● Segmentation data:
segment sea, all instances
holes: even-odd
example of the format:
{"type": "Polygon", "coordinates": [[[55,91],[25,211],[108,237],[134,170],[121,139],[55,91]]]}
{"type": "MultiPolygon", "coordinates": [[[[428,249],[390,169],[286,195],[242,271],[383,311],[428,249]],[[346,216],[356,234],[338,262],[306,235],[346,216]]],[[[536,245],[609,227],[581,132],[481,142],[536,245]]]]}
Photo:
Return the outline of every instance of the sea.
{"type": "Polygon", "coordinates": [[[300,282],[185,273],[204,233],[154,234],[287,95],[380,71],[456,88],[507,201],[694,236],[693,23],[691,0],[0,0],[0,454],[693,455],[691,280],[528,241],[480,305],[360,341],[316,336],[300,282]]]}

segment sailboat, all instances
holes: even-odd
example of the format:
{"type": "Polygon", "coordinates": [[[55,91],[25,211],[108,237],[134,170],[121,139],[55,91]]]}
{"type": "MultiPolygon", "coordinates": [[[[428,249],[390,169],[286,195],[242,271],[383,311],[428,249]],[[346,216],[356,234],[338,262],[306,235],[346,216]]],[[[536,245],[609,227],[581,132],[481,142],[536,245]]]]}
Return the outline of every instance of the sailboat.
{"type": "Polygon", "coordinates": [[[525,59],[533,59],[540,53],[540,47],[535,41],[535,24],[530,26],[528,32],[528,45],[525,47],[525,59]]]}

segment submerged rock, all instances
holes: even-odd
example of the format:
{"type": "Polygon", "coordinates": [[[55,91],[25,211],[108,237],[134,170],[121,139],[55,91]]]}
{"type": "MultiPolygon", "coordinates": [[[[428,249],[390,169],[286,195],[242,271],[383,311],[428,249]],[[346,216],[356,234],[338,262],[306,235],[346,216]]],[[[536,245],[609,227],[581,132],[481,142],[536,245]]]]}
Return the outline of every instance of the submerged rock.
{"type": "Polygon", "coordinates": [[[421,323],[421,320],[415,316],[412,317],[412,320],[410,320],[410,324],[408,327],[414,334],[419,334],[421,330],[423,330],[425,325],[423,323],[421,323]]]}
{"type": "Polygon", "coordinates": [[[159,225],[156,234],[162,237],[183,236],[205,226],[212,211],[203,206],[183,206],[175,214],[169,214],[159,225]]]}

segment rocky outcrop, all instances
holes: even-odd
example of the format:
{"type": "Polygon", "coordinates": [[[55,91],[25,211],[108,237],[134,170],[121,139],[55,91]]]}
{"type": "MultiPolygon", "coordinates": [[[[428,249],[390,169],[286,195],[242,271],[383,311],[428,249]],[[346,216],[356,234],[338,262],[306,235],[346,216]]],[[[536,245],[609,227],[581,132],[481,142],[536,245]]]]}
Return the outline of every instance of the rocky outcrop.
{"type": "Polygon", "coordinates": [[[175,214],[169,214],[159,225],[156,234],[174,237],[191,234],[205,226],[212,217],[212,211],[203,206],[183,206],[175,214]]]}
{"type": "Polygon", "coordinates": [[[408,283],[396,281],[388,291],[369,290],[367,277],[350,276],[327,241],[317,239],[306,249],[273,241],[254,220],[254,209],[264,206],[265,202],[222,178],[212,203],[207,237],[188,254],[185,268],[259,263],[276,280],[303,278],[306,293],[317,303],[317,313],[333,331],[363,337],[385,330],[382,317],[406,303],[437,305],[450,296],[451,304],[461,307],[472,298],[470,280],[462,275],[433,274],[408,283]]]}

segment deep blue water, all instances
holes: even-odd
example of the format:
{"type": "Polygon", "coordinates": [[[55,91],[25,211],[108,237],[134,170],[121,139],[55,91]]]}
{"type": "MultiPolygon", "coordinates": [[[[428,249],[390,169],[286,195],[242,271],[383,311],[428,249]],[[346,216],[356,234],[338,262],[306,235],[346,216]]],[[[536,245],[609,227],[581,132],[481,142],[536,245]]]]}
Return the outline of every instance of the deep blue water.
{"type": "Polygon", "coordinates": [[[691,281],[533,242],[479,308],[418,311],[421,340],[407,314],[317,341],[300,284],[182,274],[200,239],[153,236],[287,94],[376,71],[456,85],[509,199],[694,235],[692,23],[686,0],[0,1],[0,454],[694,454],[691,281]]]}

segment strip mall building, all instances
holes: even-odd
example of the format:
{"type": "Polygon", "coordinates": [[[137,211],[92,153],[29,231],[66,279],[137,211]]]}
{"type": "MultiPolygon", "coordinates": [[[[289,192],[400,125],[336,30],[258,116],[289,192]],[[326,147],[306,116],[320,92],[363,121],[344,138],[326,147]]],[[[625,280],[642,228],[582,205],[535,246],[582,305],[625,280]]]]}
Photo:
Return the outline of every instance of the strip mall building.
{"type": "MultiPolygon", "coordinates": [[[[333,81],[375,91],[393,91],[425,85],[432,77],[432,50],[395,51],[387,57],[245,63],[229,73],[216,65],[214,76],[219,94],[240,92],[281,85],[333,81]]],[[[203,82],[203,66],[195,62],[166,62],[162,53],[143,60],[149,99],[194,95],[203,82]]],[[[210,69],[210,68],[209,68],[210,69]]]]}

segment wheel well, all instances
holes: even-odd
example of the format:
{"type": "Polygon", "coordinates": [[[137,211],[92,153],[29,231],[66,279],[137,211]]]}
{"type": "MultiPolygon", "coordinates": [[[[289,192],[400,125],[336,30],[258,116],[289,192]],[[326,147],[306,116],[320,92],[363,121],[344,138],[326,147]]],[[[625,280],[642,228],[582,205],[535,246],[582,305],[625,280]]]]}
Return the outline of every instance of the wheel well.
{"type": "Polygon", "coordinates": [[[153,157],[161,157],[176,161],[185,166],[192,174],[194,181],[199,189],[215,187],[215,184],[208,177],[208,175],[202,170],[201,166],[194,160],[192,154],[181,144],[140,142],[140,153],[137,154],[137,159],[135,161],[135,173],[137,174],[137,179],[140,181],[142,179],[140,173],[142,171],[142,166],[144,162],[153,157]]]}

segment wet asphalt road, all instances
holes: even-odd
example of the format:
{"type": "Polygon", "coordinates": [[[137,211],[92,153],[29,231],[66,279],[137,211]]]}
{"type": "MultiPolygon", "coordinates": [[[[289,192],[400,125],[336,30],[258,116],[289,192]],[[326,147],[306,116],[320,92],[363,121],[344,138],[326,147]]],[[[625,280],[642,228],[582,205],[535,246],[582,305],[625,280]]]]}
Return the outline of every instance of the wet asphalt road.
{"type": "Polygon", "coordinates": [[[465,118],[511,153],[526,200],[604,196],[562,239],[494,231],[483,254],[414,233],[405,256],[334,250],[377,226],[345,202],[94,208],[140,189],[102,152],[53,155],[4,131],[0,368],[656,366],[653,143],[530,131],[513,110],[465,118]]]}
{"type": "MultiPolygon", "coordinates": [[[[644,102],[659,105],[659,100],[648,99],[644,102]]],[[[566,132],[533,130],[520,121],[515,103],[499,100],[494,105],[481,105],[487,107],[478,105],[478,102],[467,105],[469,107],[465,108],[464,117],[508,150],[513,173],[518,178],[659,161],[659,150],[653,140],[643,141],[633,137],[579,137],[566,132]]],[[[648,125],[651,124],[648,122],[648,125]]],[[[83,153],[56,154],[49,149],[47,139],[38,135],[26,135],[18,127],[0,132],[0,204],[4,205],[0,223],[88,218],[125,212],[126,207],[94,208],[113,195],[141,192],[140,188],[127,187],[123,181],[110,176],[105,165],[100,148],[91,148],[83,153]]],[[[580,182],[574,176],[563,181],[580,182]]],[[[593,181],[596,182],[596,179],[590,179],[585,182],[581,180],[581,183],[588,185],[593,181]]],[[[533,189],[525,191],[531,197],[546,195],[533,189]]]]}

● The task:
Your task is to repeat the data exactly; please include every line.

● Correct response:
segment sea, all instances
holes: even-odd
example of the format:
{"type": "Polygon", "coordinates": [[[55,91],[25,211],[108,237],[134,170],[121,139],[55,91]]]}
{"type": "MultiPolygon", "coordinates": [[[[428,249],[390,169],[286,195],[242,271],[383,311],[428,249]],[[346,216],[356,234],[338,262],[306,235],[346,216]]],[[[536,245],[609,227],[581,132],[481,142],[536,245]]]]}
Photo:
Return the outline of every instance of the sea.
{"type": "Polygon", "coordinates": [[[300,282],[185,273],[204,233],[154,234],[287,95],[380,71],[456,88],[507,201],[694,236],[693,23],[691,0],[0,0],[0,454],[693,455],[691,280],[528,241],[480,305],[360,341],[316,336],[300,282]]]}

segment sailboat, all instances
holes: even-odd
example of the format:
{"type": "Polygon", "coordinates": [[[55,91],[25,211],[108,237],[134,170],[121,139],[55,91]]]}
{"type": "MultiPolygon", "coordinates": [[[[428,249],[390,169],[286,195],[242,271],[383,311],[428,249]],[[346,216],[356,234],[338,262],[306,235],[346,216]]],[[[536,245],[609,227],[581,132],[481,142],[536,245]]]]}
Return the outline of every instance of the sailboat.
{"type": "Polygon", "coordinates": [[[525,59],[533,59],[540,53],[540,47],[535,41],[535,24],[530,26],[528,32],[528,45],[525,47],[525,59]]]}

segment submerged rock, all instances
holes: even-odd
example of the format:
{"type": "Polygon", "coordinates": [[[55,91],[25,211],[108,237],[134,170],[121,139],[55,91]]]}
{"type": "MultiPolygon", "coordinates": [[[[428,249],[390,169],[286,195],[242,271],[383,311],[428,249]],[[346,216],[356,234],[338,262],[306,235],[346,216]]],[[[536,245],[609,227],[581,132],[481,142],[536,245]]]]}
Return the outline of every instance of the submerged rock.
{"type": "Polygon", "coordinates": [[[421,323],[421,320],[415,316],[412,317],[412,320],[410,320],[410,324],[408,327],[414,334],[419,334],[421,330],[423,330],[425,325],[423,323],[421,323]]]}
{"type": "Polygon", "coordinates": [[[159,225],[156,234],[162,237],[183,236],[205,226],[212,211],[203,206],[183,206],[175,214],[169,214],[159,225]]]}

segment rocky outcrop, all instances
holes: even-odd
example of the format:
{"type": "Polygon", "coordinates": [[[55,91],[25,211],[108,237],[134,170],[121,139],[55,91]]]}
{"type": "MultiPolygon", "coordinates": [[[[428,249],[390,169],[286,195],[242,271],[383,311],[428,249]],[[346,216],[356,234],[338,262],[306,235],[346,216]]],[[[536,245],[609,227],[581,132],[481,142],[536,245]]]]}
Return the outline of every instance of the rocky outcrop.
{"type": "Polygon", "coordinates": [[[175,214],[169,214],[159,225],[156,234],[174,237],[191,234],[205,226],[212,217],[212,211],[203,206],[183,206],[175,214]]]}
{"type": "Polygon", "coordinates": [[[408,283],[396,281],[388,291],[369,290],[367,277],[350,276],[327,241],[317,239],[306,249],[273,241],[254,220],[254,209],[264,206],[265,202],[222,178],[212,203],[207,237],[188,254],[185,268],[259,263],[276,280],[303,278],[306,293],[317,303],[317,313],[333,331],[363,337],[385,330],[382,317],[406,303],[437,305],[450,296],[451,304],[461,307],[472,298],[470,280],[462,275],[433,274],[408,283]]]}

segment deep blue water, all instances
holes: even-odd
example of the format:
{"type": "Polygon", "coordinates": [[[55,91],[25,211],[108,237],[134,170],[121,139],[55,91]]]}
{"type": "MultiPolygon", "coordinates": [[[[428,249],[390,169],[286,195],[242,271],[383,311],[428,249]],[[346,216],[356,234],[338,262],[306,235],[346,216]]],[[[536,245],[609,227],[581,132],[481,142],[536,245]]]]}
Return the outline of every instance of the deep blue water.
{"type": "Polygon", "coordinates": [[[691,281],[533,242],[479,308],[418,311],[421,340],[407,314],[317,341],[300,284],[182,274],[200,239],[153,236],[287,94],[376,71],[456,85],[509,199],[694,235],[692,23],[686,0],[0,1],[0,454],[694,454],[691,281]]]}

segment strip mall building, all instances
holes: even-odd
example of the format:
{"type": "Polygon", "coordinates": [[[137,211],[92,153],[29,231],[66,279],[137,211]]]}
{"type": "MultiPolygon", "coordinates": [[[[289,192],[400,125],[336,30],[258,116],[289,192]],[[326,147],[306,116],[320,92],[363,121],[344,138],[326,147]]],[[[625,280],[642,228],[582,205],[535,246],[582,305],[625,280]]]]}
Photo:
Return the outline of every instance of the strip mall building.
{"type": "MultiPolygon", "coordinates": [[[[333,81],[375,91],[393,91],[425,85],[432,77],[432,50],[395,51],[387,57],[245,63],[229,73],[216,65],[214,76],[219,94],[240,92],[281,85],[333,81]]],[[[203,82],[203,66],[195,62],[166,62],[162,53],[143,60],[149,99],[194,95],[203,82]]],[[[210,69],[210,68],[209,68],[210,69]]]]}

segment wheel well, all instances
holes: even-odd
example of the format:
{"type": "Polygon", "coordinates": [[[137,211],[92,153],[29,231],[66,279],[137,211]]]}
{"type": "MultiPolygon", "coordinates": [[[[289,192],[400,125],[336,30],[258,116],[289,192]],[[326,147],[306,116],[320,92],[363,121],[344,138],[326,147]]],[[[625,280],[642,228],[582,205],[535,246],[582,305],[625,280]]]]}
Return the outline of every instance of the wheel well.
{"type": "Polygon", "coordinates": [[[153,157],[161,157],[176,161],[185,166],[192,174],[194,181],[199,189],[215,187],[215,184],[208,177],[208,175],[202,170],[201,166],[194,160],[192,154],[181,144],[140,142],[140,153],[137,154],[137,159],[135,161],[135,173],[137,174],[137,179],[140,181],[142,179],[140,173],[142,171],[142,166],[144,162],[153,157]]]}

segment wet asphalt road, all instances
holes: even-odd
example of the format:
{"type": "Polygon", "coordinates": [[[137,211],[92,153],[29,231],[66,279],[137,211]]]}
{"type": "MultiPolygon", "coordinates": [[[[289,192],[400,125],[336,30],[258,116],[289,192]],[[326,147],[306,116],[320,92],[363,121],[344,138],[326,147]]],[[[625,280],[642,228],[582,205],[535,246],[582,305],[625,280]]]]}
Return the outline of every instance of the wet asphalt road.
{"type": "Polygon", "coordinates": [[[465,118],[511,153],[526,200],[604,196],[562,239],[494,231],[483,254],[414,233],[405,256],[334,250],[377,226],[345,202],[94,208],[140,189],[102,152],[53,155],[4,131],[0,368],[656,366],[653,143],[530,131],[513,110],[465,118]]]}
{"type": "MultiPolygon", "coordinates": [[[[644,102],[659,105],[659,100],[648,99],[644,102]]],[[[566,132],[533,130],[520,121],[515,103],[499,100],[494,105],[481,105],[487,107],[478,105],[478,102],[467,105],[469,107],[465,108],[464,117],[508,150],[513,173],[518,178],[659,161],[659,150],[653,140],[643,141],[633,137],[579,137],[566,132]]],[[[648,125],[651,124],[648,122],[648,125]]],[[[83,153],[56,154],[49,149],[47,139],[38,135],[26,135],[18,127],[0,132],[0,204],[4,205],[0,223],[88,218],[125,212],[126,207],[94,208],[113,195],[141,192],[140,188],[127,187],[123,181],[110,176],[105,165],[100,148],[91,148],[83,153]]],[[[580,182],[574,176],[563,181],[580,182]]],[[[593,181],[596,182],[596,179],[590,179],[585,182],[581,180],[581,183],[588,185],[593,181]]],[[[533,189],[525,191],[531,197],[546,195],[533,189]]]]}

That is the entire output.